▶ WORK TASK 1:
Retype the fossil fuel passage from "What if humanity" to "in the ground.".
▶ WORK TASK 2:
In the fossil fuel passage, what toxic gas could be released in large amounts if rising temperatures turn parts of the ocean anoxic?

▶ EXCERPT:
What if humanity burns all fossil fuels it can find, putting the negative effects of climate change aside, would the enormous amount of CO2 in the atmosphere eventually make it unbreathable?
Not directly. What possibly could happen is that rising temperatures turn the parts of the ocean anoxic, which leads to large releases of hydrogen sulfide, which is toxic: https://www.chemistryworld.com/news/ocean-chemistry-changes-triggered-earths-greatest-extinction-event/2500368.article
No. For a start, humanity will not burn all the fossil fuels it can find. But let's suppose for the sake of argument that humanity recognises no restrictions and fulfils all its energy needs by burning fossil fuels. Only a limited amount of fossil fuels are recoverable; the vast majority will have to stay in the ground.

▶ INFORMATION GIVEN:
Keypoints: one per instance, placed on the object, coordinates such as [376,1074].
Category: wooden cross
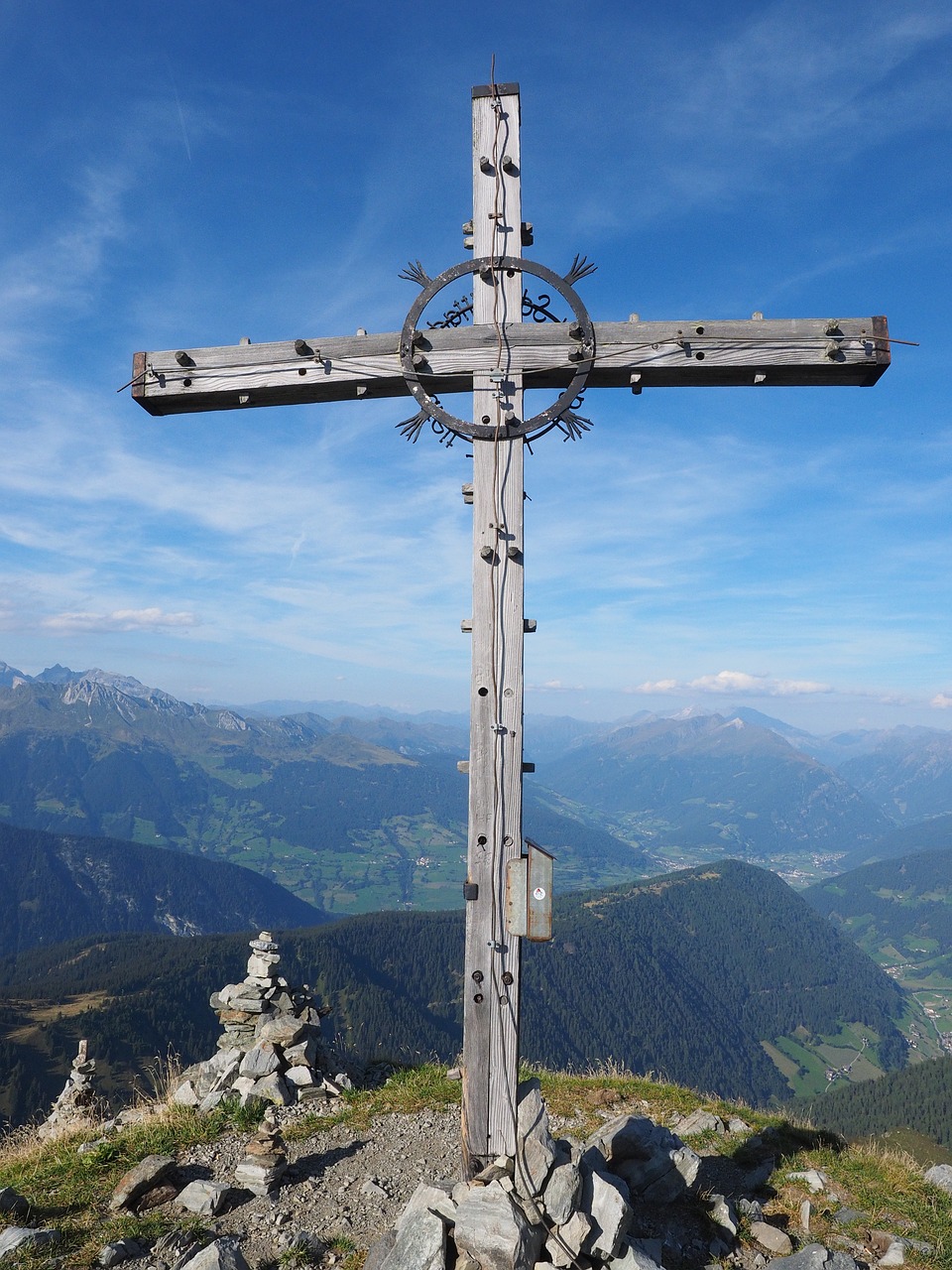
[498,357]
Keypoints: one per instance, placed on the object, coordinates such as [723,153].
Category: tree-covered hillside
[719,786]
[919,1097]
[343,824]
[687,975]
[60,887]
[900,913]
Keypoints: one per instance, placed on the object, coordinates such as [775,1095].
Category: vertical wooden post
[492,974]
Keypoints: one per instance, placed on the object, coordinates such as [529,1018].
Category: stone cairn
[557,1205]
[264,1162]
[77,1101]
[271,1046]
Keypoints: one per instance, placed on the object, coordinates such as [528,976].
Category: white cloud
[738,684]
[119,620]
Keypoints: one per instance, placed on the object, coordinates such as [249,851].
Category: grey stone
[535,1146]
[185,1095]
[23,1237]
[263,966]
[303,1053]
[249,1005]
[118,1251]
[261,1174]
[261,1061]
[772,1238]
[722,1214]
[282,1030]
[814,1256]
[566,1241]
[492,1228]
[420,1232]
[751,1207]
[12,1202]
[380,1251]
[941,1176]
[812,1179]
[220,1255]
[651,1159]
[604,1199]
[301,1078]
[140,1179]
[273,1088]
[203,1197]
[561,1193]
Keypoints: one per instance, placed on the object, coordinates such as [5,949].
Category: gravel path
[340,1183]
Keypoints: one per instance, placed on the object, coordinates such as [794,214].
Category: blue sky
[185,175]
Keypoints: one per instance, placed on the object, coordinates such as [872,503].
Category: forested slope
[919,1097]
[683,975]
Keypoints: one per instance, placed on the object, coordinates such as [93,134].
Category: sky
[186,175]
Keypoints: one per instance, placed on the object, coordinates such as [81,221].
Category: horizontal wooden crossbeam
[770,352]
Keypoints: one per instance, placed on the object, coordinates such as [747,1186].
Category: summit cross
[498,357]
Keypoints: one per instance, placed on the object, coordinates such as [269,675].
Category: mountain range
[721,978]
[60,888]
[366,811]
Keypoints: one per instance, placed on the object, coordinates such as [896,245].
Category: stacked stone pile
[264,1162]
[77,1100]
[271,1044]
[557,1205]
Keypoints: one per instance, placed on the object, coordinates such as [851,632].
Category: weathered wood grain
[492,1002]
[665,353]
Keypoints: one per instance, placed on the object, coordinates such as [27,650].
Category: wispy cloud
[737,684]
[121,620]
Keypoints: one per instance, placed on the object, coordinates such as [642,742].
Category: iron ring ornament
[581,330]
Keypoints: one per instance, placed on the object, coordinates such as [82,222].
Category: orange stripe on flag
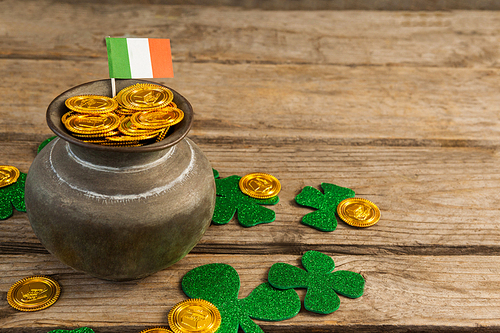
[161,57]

▶ EXERCISE OUTPUT 1:
What if humanity burns all fossil fuels it can find, putting the negative effects of climate change aside, would the enormous amount of CO2 in the atmosphere eventually make it unbreathable?
Not directly. What possibly could happen is that rising temperatures turn the parts of the ocean anoxic, which leads to large releases of hydrogen sulfide, which is toxic: https://www.chemistryworld.com/news/ocean-chemistry-changes-triggered-earths-greatest-extinction-event/2500368.article
No. For a start, humanity will not burn all the fossil fuels it can find. But let's suppose for the sake of argument that humanity recognises no restrictions and fulfils all its energy needs by burning fossil fuels. Only a limited amount of fossil fuels are recoverable; the vast majority will have to stay in the ground.

▶ EXERCISE OUTPUT 2:
Hydrogen sulfide.